§ **Required action**
Reproduce the records below in their entirety, character for character.
^^^^
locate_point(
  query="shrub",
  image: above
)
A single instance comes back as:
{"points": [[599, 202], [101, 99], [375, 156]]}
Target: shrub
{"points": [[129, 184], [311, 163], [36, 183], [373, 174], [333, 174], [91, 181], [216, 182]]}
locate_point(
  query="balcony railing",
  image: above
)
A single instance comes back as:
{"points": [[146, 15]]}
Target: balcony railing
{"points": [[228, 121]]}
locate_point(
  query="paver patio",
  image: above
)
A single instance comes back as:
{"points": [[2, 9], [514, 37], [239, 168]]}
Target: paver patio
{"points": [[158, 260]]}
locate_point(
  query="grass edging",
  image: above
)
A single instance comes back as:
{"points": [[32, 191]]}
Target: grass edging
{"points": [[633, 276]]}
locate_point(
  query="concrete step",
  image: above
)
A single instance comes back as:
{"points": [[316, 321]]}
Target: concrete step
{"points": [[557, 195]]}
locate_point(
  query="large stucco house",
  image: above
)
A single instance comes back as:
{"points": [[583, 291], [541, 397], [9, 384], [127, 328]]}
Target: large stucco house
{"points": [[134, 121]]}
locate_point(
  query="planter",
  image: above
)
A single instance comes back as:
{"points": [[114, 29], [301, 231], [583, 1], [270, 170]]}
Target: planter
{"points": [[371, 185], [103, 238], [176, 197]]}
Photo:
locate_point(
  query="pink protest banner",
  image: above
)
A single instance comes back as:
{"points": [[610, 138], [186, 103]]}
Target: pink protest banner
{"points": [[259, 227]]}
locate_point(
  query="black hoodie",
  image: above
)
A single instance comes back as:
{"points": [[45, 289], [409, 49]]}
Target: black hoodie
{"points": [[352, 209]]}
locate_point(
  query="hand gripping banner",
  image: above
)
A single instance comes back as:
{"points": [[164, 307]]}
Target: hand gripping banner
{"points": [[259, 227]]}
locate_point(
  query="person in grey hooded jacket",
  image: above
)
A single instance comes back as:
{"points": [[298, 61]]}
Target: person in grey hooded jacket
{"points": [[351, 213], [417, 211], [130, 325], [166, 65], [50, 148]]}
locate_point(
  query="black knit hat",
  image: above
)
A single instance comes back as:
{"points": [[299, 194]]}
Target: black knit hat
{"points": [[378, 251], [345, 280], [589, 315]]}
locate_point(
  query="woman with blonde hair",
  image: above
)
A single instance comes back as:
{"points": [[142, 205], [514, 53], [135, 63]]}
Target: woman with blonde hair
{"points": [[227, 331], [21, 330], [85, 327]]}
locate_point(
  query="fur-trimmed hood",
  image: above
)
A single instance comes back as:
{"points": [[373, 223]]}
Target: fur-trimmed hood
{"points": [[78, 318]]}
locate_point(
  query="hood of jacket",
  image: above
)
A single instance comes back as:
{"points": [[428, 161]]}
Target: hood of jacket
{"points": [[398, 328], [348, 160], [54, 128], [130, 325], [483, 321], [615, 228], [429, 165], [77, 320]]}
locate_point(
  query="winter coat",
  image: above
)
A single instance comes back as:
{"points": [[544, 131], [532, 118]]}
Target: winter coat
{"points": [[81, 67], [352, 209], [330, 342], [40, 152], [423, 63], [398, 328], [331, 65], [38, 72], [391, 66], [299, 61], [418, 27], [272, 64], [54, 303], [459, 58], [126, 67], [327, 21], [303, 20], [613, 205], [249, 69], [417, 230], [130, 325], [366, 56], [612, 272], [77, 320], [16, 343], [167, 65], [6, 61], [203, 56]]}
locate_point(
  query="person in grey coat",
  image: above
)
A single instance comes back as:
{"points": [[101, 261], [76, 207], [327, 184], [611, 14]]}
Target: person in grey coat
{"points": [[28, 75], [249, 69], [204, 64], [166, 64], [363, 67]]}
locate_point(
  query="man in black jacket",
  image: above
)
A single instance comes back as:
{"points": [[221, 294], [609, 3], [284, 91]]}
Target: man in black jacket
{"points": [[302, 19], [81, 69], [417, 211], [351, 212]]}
^^^^
§ **Result for this exercise**
locate_point(
  query="shrub",
  image: above
)
A single instance comes back as:
{"points": [[599, 202], [101, 99], [375, 156]]}
Target: shrub
{"points": [[129, 184], [311, 163], [36, 183], [373, 174], [333, 174], [91, 181], [216, 182]]}
locate_point(
  query="balcony railing",
  image: above
)
A single instance comes back as:
{"points": [[146, 15]]}
Target: balcony railing
{"points": [[228, 121]]}
locate_point(
  query="paver patio",
  image: above
)
A single instance comes back as:
{"points": [[2, 9], [514, 37], [239, 168]]}
Target: paver patio
{"points": [[158, 260]]}
locate_point(
  query="grass edging",
  image: above
)
A single instance comes back as:
{"points": [[32, 191]]}
Target: grass edging
{"points": [[633, 276]]}
locate_point(
  query="concrete step",
  image: above
)
A single instance comes back as:
{"points": [[316, 321]]}
Target: concrete step
{"points": [[557, 195]]}
locate_point(
  query="large stucco house",
  image: above
)
A single instance comes back as:
{"points": [[583, 291], [541, 397], [9, 384], [127, 328]]}
Target: large stucco house
{"points": [[134, 121]]}
locate_point(
  query="planter",
  image: above
)
A single instance comes back as:
{"points": [[114, 29], [301, 231], [583, 1], [270, 170]]}
Target: planter
{"points": [[371, 185], [103, 238], [176, 197]]}
Photo:
locate_point(
  query="pink protest banner",
  image: above
)
A single instance comes back as:
{"points": [[610, 138], [186, 103]]}
Target: pink protest banner
{"points": [[259, 227]]}
locate_point(
  query="black hoodie",
  image: above
)
A single instance comes back as:
{"points": [[45, 289], [409, 49]]}
Target: black hoodie
{"points": [[352, 209]]}
locate_point(
  query="hand gripping banner",
  image: above
)
A single instance comes back as:
{"points": [[164, 307]]}
Target: hand gripping banner
{"points": [[259, 227]]}
locate_point(
  query="person in grey hooded jacket",
  image: above
)
A single instance comes back as:
{"points": [[298, 61]]}
Target: person in grey hooded jacket
{"points": [[351, 213], [417, 211], [130, 325], [166, 65], [50, 148]]}
locate_point(
  query="black knit hat",
  image: above
)
A single instance comes back as:
{"points": [[299, 194]]}
Target: black knit hat
{"points": [[378, 251], [345, 280], [589, 315]]}
locate_point(
  query="woman with blonde hair",
  image: above
)
A single instance comes back as:
{"points": [[142, 205], [514, 53], [135, 63]]}
Target: woman with blonde hair
{"points": [[227, 331], [21, 330], [85, 327]]}
locate_point(
  query="fur-trimmed hood",
  image: above
)
A single instance comes back as:
{"points": [[373, 223]]}
Target: fur-trimmed hood
{"points": [[78, 318]]}
locate_point(
  query="hood of jacket",
  image: above
)
A single instance comes back as:
{"points": [[428, 161]]}
Target: hood of jacket
{"points": [[398, 328], [348, 160], [54, 128], [130, 325], [483, 321], [615, 228], [429, 165], [77, 320]]}
locate_point(
  query="winter coat",
  image: above
)
A single instance comes back as:
{"points": [[544, 131], [532, 118]]}
Target: winter coat
{"points": [[81, 67], [352, 209], [330, 342], [40, 152], [423, 63], [398, 328], [331, 65], [38, 72], [391, 66], [299, 61], [418, 27], [272, 64], [54, 303], [459, 58], [126, 67], [327, 21], [303, 20], [613, 205], [249, 69], [417, 230], [130, 325], [366, 56], [612, 272], [77, 320], [16, 343], [167, 65], [6, 61], [203, 56]]}
locate_point(
  query="person in grey coat",
  image: above
)
A single instance comes back as:
{"points": [[101, 261], [76, 207], [327, 184], [611, 14]]}
Target: person in grey coat
{"points": [[28, 75], [249, 69], [204, 64], [166, 64], [363, 67]]}
locate_point(
  query="man in black jacket",
  image: above
)
A single instance comes back as:
{"points": [[221, 294], [609, 3], [284, 91]]}
Target: man in black jacket
{"points": [[302, 19], [81, 69], [417, 211], [351, 212]]}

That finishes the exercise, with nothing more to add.